> Exercise brief
Echo the items below word for word, starting at the line that contains "For every instance of the yellow" and ending at the final line of the items.

Items in a dataset
BEGIN
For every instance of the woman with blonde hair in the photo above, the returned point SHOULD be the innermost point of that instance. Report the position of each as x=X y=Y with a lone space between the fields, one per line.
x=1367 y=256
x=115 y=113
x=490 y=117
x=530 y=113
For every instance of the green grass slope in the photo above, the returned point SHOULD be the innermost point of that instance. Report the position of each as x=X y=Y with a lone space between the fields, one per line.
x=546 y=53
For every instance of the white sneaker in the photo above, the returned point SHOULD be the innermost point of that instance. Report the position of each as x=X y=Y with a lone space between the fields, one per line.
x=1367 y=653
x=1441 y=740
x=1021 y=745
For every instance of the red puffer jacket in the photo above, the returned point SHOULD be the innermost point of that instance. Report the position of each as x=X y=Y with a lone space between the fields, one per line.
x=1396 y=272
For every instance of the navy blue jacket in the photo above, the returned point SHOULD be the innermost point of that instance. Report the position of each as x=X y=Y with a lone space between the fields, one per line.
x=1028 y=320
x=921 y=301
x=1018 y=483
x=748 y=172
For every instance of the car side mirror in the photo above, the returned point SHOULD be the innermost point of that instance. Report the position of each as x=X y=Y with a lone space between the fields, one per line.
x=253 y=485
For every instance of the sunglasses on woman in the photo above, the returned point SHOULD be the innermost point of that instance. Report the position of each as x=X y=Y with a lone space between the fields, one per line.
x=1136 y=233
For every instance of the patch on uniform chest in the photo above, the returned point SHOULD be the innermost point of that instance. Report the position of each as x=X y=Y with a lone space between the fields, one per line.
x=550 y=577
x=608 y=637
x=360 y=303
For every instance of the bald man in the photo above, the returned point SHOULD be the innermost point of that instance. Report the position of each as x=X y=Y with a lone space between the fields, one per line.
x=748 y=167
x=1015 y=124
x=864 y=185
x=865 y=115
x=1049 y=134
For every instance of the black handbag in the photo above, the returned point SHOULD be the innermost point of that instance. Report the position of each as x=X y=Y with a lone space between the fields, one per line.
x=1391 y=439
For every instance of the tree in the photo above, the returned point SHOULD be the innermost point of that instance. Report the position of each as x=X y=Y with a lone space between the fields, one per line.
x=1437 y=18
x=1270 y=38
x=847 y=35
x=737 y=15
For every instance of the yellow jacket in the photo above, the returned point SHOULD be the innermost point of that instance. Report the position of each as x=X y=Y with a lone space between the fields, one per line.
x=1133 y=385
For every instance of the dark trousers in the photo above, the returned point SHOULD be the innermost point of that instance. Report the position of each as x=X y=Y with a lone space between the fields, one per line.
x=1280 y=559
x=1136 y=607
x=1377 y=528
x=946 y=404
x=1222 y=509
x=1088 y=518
END
> Full response
For every instance of the yellow jacket in the photo above, the returned point SHOULD be the innermost point of that instance. Report the position of each as x=X y=Y with a lone space between the fields, one per line.
x=1133 y=385
For every instance of the dark trousers in the photo above, the returned point SHOULD be the innermost point of that instance. Report the position of each as x=X y=Y with a lone space between the fields, one per line.
x=1280 y=559
x=1136 y=607
x=1377 y=528
x=946 y=404
x=1222 y=509
x=1088 y=518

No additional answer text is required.